Текст для чтения »
········

В подтверждение сказанного А.Л. Боровиковский приводит ряд примеров из судебной практики.
Так, истица жалуется на то, что ответчица, ее сестра, завладела имуществом, оставшимся после отца их, и просит присудить ей половину того имущества, заключающегося в усадьбе и шести десятинах земли.
В прошении, поданном в суд от имени неграмотной ответчицы, заявляется, что она признает иск правильным и готова отдать половину наследства. Явившись к слушанию дела, ответчица, как записано в протоколе заседания суда, просила "разделить между сестрами землю".
Окружной суд отказал истице в удовлетворении иска. Истица подала апелляционную жалобу, в которой просила решение отменить, а требование ее удовлетворить. Ответчица, в объяснении на апелляционную жалобу, просит утвердить решение суда, ссылаясь на давность своего владения спорным имуществом, а равно на то обстоятельство, что на ее попечении находятся дети умершей третьей сестры.
Обсудив дело, Судебная палата нашла, что ни упомянутое прошение, поданное в суд от неграмотной ответчицы, ни слова ее, записанные в протоколе суда, не могут быть сочтены сознательным признанием прав противной стороны. Соотнесение тех заявлений ответчицы с ее объяснением на апелляционную жалобу убедило Палату в том, что ответчица не понимала смысла упомянутого прошения и не отдавала себе ясного отчета о значении слов, сказанных ею суду. А.Л. Боровиковский так комментирует приведенный случай, обращаясь к судье: "Вот эта баба говорит слова, из которых, пожалуй, можно выудить "признание"; но в сущности она просто болтает, явно не понимая смысла своих слов. Не лови ее на бессознательном слове, а расспроси, растолкуй; если убедишься, что она действительно сознает свою неправду и действительно желает, чтобы дело было решено в пользу ее противника, - тогда спокойно так и решай: это - признание, это - состязательность. Если же, по совести, убедишься, что было не признание, а одна лишь бабья болтовня, и что когда "тяжущейся" объяснили нелепость ее слов, она пришла в ужас и от них отрекается, - закрой законы о признании: они отнюдь не желают, чтобы эта баба была изловлена на глупом слове и из-за этого лишилась хлеба насущного. Ты не исполнишь закон, а оскорбишь его"*(30).
Говоря о состязательном начале, необходимо отметить, что судопроизводству известны как состязательность в чистом виде, так и смешанная состязательность.

········

Сохранённые записи набора данных »
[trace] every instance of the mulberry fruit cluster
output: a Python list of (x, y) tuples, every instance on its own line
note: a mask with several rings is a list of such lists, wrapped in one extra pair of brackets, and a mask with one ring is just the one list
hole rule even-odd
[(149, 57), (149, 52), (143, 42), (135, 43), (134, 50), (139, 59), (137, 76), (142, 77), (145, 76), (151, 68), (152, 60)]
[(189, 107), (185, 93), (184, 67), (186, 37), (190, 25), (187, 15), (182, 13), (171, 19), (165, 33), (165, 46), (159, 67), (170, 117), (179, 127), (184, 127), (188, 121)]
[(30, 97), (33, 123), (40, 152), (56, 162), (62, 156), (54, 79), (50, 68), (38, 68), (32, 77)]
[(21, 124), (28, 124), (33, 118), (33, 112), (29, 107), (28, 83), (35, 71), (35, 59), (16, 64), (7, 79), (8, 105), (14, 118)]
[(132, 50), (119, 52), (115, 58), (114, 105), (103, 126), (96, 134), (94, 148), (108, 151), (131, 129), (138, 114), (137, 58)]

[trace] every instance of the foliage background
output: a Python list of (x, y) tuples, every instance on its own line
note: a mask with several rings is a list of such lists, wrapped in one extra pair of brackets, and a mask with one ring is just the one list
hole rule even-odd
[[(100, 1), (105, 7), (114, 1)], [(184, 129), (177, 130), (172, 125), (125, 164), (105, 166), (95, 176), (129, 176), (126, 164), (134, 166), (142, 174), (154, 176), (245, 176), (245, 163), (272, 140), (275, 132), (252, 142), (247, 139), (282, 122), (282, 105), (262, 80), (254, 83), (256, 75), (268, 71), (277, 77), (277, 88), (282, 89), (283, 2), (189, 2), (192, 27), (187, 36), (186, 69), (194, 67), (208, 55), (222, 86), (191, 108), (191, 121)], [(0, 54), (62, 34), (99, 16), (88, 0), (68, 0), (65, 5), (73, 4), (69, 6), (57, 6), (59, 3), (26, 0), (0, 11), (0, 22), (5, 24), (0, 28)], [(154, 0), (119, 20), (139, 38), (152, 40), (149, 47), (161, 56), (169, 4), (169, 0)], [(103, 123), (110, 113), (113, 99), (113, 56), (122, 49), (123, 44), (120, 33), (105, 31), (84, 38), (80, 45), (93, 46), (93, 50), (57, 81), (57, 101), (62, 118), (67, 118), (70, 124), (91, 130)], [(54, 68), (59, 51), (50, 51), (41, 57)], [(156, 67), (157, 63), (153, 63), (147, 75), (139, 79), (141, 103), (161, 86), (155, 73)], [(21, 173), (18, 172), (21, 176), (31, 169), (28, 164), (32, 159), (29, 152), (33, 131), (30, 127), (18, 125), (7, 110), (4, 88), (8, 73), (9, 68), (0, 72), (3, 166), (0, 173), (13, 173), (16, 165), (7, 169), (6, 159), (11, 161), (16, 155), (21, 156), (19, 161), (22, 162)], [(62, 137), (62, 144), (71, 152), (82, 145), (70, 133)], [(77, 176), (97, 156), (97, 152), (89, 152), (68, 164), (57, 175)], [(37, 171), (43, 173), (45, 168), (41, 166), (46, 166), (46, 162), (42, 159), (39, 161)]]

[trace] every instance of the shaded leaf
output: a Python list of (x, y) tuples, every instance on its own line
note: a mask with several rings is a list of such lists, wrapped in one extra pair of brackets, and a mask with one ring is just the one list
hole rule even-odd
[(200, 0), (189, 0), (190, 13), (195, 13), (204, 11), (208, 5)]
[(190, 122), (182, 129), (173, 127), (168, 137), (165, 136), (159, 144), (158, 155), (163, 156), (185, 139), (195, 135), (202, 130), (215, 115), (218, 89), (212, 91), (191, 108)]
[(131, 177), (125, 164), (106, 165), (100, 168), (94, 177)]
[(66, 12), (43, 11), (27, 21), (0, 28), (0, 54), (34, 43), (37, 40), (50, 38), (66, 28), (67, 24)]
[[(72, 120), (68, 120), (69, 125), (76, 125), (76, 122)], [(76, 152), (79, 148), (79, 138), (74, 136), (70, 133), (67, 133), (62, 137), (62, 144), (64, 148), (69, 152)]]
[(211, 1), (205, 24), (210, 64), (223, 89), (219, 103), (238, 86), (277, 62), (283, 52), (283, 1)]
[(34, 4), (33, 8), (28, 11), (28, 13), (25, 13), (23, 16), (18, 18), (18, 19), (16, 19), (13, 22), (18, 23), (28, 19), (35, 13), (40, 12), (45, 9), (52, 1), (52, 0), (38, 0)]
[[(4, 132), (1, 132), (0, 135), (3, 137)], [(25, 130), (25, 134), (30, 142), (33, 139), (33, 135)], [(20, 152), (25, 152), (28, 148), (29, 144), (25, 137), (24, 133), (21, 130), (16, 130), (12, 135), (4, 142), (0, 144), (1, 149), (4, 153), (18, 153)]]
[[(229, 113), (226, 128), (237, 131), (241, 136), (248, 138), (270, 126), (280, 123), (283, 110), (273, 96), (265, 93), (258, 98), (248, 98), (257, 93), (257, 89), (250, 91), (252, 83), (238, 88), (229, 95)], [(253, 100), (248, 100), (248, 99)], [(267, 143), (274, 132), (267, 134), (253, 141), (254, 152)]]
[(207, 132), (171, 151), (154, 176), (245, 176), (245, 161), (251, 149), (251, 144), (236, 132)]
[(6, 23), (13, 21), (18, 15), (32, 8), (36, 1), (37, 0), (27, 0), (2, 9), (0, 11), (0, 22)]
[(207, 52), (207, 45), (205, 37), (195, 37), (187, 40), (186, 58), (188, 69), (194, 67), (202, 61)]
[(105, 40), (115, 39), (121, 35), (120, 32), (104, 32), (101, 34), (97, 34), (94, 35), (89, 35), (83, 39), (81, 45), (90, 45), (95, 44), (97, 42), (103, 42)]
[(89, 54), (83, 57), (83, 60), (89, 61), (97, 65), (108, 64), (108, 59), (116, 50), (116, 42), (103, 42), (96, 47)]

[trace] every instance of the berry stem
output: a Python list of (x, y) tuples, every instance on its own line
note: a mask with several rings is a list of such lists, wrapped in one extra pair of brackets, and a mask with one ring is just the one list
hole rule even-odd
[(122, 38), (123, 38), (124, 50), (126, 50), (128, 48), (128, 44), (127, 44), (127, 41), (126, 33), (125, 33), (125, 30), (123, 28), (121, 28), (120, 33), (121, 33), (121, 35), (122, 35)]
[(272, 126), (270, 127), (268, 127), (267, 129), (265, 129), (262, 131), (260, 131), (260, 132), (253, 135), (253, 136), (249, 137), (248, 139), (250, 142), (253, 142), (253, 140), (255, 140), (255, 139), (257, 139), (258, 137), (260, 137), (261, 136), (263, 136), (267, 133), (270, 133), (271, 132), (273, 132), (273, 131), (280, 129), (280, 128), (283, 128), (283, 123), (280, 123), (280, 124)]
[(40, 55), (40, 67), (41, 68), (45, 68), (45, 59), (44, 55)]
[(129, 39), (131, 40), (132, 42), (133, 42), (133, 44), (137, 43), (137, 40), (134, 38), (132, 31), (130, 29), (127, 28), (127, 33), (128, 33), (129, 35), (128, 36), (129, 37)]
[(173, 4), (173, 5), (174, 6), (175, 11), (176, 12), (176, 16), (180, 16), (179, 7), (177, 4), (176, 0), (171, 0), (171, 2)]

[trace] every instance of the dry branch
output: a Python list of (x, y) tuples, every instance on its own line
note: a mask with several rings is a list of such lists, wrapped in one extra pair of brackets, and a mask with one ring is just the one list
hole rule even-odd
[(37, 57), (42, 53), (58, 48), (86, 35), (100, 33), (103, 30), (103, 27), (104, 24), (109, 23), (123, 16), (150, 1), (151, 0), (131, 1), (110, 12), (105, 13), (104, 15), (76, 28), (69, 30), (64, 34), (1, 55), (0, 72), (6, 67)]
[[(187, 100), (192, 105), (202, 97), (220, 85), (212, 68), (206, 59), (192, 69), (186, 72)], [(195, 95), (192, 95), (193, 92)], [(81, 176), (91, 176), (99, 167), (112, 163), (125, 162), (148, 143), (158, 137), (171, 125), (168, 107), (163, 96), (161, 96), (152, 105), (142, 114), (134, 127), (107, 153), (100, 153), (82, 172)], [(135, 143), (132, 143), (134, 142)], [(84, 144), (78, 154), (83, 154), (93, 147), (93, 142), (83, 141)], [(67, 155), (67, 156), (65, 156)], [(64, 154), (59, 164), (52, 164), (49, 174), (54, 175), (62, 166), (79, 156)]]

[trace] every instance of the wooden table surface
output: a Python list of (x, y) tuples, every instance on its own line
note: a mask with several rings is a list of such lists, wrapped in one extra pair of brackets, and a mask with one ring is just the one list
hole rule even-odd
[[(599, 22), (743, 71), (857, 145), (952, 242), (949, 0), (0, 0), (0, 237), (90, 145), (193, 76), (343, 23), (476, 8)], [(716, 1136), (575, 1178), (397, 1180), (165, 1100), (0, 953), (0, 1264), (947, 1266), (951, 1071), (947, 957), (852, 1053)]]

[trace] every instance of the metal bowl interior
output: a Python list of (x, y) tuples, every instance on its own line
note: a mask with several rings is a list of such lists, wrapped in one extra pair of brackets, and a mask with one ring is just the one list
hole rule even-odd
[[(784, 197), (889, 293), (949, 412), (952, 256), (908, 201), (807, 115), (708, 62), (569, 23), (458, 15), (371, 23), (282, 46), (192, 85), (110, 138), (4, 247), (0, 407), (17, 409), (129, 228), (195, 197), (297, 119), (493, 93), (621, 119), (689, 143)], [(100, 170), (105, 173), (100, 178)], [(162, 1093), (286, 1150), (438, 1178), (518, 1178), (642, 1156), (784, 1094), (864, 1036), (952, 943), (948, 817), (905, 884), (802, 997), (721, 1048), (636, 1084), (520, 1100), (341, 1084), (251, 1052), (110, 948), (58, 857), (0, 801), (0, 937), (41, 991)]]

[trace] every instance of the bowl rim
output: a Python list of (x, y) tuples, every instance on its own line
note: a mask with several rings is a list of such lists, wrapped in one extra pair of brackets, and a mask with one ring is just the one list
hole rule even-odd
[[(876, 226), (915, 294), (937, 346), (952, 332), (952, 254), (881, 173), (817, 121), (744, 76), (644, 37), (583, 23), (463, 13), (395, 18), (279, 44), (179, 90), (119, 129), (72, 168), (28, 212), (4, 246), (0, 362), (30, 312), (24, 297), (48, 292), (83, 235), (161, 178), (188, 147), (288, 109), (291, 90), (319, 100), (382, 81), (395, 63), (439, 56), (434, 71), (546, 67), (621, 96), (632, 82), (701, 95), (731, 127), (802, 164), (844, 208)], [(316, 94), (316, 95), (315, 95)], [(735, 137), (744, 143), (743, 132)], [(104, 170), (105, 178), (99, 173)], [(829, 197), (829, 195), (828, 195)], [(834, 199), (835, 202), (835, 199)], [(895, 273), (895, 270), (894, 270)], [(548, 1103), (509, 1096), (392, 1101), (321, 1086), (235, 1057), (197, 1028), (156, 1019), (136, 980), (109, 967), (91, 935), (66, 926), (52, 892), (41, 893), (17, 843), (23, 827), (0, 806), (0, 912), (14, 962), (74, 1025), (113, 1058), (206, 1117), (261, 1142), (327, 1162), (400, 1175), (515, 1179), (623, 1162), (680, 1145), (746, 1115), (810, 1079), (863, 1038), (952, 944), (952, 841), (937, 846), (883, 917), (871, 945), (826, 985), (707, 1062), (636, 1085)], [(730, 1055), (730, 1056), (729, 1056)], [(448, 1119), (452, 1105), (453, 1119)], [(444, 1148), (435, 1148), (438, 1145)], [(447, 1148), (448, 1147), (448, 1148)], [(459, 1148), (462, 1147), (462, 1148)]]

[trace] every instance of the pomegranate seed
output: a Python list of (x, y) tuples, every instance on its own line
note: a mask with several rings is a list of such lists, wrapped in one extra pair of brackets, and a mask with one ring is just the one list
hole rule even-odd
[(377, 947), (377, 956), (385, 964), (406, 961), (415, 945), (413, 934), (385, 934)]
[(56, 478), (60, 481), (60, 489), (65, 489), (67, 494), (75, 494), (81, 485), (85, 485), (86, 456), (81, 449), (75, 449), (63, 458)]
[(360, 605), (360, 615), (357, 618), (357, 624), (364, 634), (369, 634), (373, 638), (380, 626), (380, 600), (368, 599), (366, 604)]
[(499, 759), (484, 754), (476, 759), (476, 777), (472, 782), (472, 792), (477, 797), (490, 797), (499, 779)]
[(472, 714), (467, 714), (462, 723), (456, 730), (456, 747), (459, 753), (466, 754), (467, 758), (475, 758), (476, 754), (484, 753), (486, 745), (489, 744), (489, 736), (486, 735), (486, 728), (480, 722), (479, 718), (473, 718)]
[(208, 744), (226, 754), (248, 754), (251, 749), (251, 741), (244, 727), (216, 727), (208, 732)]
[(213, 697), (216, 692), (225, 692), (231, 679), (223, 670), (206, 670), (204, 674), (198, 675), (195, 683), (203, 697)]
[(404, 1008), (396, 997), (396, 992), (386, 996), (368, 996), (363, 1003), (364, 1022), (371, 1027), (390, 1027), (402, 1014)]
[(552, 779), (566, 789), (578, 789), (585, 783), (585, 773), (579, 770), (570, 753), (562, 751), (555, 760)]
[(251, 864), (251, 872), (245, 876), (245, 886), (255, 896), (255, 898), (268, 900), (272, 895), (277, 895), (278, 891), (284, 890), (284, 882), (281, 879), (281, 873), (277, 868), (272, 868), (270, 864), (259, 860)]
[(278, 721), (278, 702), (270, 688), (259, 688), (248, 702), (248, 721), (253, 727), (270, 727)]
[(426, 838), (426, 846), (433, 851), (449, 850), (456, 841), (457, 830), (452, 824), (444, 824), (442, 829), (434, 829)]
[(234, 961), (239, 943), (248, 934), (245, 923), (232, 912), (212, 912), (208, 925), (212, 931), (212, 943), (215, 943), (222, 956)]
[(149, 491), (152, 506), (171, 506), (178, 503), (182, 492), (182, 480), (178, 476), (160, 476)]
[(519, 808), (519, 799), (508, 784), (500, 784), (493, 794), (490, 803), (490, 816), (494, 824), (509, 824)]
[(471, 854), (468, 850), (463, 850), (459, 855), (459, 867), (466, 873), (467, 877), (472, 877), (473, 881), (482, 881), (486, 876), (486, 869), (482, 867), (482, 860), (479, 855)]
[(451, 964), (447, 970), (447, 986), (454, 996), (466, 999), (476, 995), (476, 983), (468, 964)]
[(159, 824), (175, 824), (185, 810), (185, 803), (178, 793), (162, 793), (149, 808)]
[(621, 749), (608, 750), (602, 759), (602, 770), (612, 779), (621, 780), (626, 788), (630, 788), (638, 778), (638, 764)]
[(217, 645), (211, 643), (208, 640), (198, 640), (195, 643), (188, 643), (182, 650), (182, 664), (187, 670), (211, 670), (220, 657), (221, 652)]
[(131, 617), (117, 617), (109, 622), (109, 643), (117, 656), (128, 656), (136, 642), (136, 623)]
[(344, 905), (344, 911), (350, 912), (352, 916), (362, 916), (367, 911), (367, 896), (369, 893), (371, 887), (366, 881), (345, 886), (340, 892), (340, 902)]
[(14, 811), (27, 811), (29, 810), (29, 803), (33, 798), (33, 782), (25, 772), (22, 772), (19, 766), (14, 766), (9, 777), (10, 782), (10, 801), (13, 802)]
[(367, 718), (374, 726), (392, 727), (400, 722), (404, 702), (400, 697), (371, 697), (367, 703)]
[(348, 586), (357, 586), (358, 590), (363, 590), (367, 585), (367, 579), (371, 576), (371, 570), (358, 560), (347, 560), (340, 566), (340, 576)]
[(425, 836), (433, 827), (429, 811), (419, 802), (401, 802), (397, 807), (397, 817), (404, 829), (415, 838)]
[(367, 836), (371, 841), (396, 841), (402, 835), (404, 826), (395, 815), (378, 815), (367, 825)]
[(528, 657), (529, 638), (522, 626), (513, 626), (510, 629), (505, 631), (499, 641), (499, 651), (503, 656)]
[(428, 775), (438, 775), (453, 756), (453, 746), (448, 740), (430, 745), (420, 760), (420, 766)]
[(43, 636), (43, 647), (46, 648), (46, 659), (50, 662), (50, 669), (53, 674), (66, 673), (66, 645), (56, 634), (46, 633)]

········

Указания к работе »
a) Какое решение вынес окружной суд по иску сестры, согласно тексту о судебном признании?
b) Подхватите текст о судебном признании и допишите его продолжение вслед за последним предложением.
Строки для этой работы не понадобятся.

Ответы на задания »
a) Окружной суд отказал истице в удовлетворении иска.

b)
В соответствии с началом чистой состязательности спорящие стороны сами должны стремиться к тому, чтобы выяснить ту правду, за которую они спорят. Для этого они должны представить суду все имеющиеся у них данные, которые суд как беспристрастный посредник должен разобрать и оценить по своему убеждению, не вмешиваясь в автономию сторон и не дозволяя себе основывать свое решение на каких бы то ни было данных, не исходящих от сторон.
При смешанной состязательности обязанность по доказыванию лежит на сторонах, но допускается и активность суда в установлении фактических обстоятельств дела. Однако в этом случае суд действует не в качестве самостоятельного исследователя, а в роли помощника и советника сторон*(31).
В УГС была закреплена смешанная состязательность, что подтверждается рядом статей, согласно которым: - истец должен доказать свой иск. Ответчик, возражающий против требований истца, обязан со своей стороны доказать свои возражения (ст. 366); - суд ни в коем случае не собирает сам доказательства и справки, а основывает решения исключительно на доказательствах, представленных сторонами (ст. 367); - суд вправе требовать объяснений от стороны, выражающейся неясно и неопределенно (ст. 335); - суд вправе предлагать сторонам вопросы для полного разъяснения дела (ст. 361); - суд вправе назначать по своему усмотрению осмотр на месте или экспертизу (ст. 507, 515). - суд обязан облегчить сторонам собирание доказательств, для чего выдает им свидетельства на получение справок или документов из судебных и правительственных установлений (ст. 452-455).
В соответствии со ст. 368 "когда по выслушании сторон суд найдет, что по некоторым из приведенных ими обстоятельств, существенных для решения дела, не представлено доказательств, то объявляет об этом сторонам и назначает срок для разъяснения вышеуказанных обстоятельств".
В рассуждениях к этой статье говорится, что очень часто стороны не обращают должного внимания на существенные обстоятельства дела, от которых зависит его разрешение, а стараются доказать обстоятельства посторонние, вовсе не касающиеся спорного вопроса.
Нередко случается, что дело, пройдя все судебные инстанции, рассматривается уже в Правительствующем Сенате, а между тем оказывается, что его разрешить невозможно, потому что существенные обстоятельства остались неразъясненными. В таких ситуациях единственный исход заключается в возвращении дела в первую инстанцию.
Очевидно, что подобный порядок, влекущий за собой излишнюю трату денег и времени, весьма неудобен. Для устранения недоразумений в УГС была включена ст. 368. Содержащееся в ней правило, появление которого вызвано практикой, нельзя считать нарушением состязательного начала, так как суд не указывает сторонам на доказательства и не собирает сам доказательств, а только определяет обстоятельства, по которым должны быть представлены самими сторонами те материалы, которые у них имеются*(32).
Введение состязательного начала расценивалось многими как "капитальное приобретение гражданского судопроизводства"*(33).
В юридической литературе в то же время высказывались сомнения относительно того, что утверждение состязательного начала в том виде, в котором оно закреплено в Уставе гражданского судопроизводства, будет способствовать достижению действительной материальной истины в деле.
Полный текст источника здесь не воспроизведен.